Start of DATA EXTRACT

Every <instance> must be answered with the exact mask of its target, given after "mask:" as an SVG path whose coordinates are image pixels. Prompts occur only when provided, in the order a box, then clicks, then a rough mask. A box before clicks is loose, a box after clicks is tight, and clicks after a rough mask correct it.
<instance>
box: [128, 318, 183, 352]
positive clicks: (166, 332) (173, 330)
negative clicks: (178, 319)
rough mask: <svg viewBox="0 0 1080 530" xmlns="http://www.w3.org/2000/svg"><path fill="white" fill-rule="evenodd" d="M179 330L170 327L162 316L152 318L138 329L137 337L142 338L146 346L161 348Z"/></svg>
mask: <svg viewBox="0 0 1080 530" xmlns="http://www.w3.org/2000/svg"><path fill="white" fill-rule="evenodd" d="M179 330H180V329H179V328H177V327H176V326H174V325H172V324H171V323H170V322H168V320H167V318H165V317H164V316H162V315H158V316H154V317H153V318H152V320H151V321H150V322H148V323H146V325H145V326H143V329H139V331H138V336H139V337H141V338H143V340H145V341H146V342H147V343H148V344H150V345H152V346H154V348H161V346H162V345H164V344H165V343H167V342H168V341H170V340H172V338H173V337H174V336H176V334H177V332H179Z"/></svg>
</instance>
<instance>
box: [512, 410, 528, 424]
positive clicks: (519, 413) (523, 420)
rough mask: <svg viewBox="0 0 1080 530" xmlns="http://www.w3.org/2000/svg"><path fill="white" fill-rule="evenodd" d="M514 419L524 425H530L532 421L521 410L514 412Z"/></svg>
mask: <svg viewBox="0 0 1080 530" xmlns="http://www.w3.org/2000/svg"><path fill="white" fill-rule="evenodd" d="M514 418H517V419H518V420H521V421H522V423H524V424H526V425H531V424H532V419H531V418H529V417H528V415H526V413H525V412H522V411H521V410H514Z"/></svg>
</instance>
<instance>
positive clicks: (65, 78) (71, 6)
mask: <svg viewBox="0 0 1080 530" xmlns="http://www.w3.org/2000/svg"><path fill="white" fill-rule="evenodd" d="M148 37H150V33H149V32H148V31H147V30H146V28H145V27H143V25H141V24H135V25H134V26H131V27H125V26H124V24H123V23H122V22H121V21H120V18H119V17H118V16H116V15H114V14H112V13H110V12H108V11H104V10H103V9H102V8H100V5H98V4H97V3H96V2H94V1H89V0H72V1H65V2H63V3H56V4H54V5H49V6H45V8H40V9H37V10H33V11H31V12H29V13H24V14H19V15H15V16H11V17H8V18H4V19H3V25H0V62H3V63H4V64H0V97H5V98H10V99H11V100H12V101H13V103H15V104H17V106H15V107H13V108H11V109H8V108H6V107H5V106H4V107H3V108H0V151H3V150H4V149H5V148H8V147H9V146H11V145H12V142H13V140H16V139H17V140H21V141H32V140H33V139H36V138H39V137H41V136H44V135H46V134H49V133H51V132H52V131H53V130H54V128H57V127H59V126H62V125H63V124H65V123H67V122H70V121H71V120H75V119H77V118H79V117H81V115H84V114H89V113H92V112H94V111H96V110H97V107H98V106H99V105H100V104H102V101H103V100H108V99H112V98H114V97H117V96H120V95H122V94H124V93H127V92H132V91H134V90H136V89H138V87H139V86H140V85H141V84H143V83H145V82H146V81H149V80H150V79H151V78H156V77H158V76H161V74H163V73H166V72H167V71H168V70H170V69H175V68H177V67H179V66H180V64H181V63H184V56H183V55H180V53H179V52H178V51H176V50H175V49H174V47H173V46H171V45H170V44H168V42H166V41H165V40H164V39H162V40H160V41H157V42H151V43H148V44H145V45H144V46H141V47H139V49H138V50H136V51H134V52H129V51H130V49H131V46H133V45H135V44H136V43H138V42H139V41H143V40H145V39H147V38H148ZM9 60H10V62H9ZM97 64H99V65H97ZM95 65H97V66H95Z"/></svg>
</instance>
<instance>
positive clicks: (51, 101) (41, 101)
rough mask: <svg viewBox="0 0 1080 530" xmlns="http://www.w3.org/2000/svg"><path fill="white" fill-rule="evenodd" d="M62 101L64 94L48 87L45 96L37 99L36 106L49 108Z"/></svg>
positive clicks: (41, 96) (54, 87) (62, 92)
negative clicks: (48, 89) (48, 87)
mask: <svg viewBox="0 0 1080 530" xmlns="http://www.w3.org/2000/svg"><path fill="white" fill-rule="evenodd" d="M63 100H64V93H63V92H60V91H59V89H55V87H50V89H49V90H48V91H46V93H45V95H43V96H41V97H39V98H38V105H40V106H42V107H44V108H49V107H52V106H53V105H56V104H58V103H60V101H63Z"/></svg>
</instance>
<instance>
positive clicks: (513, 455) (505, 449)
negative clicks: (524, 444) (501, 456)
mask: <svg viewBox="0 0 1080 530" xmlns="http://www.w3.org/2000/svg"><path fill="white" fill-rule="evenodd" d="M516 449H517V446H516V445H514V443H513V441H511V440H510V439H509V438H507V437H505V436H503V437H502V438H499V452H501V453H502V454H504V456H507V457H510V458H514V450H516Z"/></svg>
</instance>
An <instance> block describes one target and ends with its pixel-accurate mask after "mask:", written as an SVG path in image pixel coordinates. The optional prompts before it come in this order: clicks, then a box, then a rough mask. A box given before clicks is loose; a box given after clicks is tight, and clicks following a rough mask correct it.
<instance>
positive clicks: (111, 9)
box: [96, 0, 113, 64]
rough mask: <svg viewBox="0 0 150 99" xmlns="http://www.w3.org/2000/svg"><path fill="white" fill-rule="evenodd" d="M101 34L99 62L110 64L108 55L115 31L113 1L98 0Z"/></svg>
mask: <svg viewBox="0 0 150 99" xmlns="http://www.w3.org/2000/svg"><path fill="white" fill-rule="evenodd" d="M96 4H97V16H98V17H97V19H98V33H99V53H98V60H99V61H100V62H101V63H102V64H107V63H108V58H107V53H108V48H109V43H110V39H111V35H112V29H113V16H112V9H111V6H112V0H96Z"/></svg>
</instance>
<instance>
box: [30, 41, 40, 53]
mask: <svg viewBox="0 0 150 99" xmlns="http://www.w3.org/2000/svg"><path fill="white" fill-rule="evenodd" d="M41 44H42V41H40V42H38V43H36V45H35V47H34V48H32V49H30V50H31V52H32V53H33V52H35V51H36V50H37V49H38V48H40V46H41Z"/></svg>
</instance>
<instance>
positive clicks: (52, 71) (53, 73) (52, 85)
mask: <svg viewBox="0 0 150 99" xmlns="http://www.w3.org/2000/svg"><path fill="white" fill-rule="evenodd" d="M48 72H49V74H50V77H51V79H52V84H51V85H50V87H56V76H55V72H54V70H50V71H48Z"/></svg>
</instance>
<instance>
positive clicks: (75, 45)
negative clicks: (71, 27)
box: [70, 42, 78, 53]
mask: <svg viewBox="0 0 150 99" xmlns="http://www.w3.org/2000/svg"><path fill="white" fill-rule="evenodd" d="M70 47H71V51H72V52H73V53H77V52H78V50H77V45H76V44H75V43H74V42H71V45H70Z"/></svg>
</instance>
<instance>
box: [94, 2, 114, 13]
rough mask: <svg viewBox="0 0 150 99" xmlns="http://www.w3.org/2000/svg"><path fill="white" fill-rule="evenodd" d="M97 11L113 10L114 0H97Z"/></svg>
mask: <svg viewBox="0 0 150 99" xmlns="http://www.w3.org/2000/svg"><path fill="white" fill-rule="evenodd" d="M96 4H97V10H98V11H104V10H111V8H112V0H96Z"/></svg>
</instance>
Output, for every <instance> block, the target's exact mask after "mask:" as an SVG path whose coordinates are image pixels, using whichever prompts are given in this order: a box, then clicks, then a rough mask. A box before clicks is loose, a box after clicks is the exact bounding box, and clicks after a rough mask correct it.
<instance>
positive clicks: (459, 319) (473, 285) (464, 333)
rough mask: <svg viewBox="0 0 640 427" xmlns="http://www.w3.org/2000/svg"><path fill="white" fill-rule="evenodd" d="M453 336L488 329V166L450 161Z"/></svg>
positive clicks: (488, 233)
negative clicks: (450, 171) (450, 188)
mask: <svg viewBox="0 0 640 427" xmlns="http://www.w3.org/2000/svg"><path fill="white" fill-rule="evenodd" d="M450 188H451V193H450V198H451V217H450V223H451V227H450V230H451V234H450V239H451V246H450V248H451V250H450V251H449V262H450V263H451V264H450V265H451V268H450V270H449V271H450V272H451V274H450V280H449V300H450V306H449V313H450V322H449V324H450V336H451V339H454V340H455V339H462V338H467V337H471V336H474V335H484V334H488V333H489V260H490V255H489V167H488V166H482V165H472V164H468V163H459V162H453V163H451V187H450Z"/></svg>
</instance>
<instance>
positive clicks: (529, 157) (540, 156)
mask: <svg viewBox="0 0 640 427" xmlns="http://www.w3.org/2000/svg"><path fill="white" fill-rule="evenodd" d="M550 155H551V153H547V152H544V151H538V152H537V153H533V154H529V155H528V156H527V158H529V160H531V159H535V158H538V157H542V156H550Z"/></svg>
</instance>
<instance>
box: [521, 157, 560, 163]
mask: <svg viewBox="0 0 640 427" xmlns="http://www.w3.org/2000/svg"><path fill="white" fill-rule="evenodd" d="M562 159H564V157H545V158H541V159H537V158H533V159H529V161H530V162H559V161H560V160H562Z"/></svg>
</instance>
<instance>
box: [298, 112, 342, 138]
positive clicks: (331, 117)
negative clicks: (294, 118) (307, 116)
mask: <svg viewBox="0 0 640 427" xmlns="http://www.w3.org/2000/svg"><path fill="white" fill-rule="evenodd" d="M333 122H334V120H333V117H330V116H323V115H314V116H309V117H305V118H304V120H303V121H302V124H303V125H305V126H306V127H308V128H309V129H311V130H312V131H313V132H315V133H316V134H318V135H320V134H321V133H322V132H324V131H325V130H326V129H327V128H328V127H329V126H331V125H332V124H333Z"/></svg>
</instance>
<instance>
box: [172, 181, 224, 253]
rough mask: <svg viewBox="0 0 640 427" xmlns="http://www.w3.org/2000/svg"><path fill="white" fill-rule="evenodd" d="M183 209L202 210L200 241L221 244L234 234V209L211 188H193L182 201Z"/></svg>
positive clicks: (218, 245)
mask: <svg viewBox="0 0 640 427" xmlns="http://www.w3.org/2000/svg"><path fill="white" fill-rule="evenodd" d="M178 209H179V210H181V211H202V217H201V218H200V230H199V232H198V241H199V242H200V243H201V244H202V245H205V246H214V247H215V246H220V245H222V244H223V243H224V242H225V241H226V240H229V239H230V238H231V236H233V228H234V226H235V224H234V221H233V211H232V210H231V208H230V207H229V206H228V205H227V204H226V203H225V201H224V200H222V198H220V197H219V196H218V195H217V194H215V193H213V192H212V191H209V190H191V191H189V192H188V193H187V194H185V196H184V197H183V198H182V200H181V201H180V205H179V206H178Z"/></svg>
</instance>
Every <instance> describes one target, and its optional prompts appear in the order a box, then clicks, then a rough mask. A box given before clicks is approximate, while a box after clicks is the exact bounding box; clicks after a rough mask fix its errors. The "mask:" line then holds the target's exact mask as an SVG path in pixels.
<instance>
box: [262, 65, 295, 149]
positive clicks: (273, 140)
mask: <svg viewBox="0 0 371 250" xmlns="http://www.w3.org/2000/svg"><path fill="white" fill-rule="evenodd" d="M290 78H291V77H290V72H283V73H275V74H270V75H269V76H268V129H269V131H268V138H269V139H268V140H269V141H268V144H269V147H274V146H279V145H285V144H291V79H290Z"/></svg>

End of DATA EXTRACT

■ **WHAT YOU HAVE TO DO**
Go through the entries above and copy out every line that includes the word "exact".

■ **ANSWER BOX**
Every <instance> must be answered with the exact mask of its target, given after "mask:" as an SVG path whose coordinates are image pixels. Prompts occur only when provided, in the order a box, then clicks, then a rough mask. A box before clicks is loose, a box after clicks is tight, and clicks after a rough mask correct it.
Output, for every <instance> block, the target's exact mask after "mask:" as an SVG path whose coordinates are image pixels, using whichever prompts are given in this order: a box, then clicks, then a rough mask. A box before clicks is loose, a box after clicks is the exact bounding box, and clicks after a rough mask correct it.
Every <instance> describes one target, and its optional prompts appear in the order a box, then clicks, then a rough mask. A box given before clicks is approximate, while a box after clicks is the exact bounding box; clicks after a rough mask fix its errors. The "mask:" line then holds the target's exact mask as an SVG path in pixels.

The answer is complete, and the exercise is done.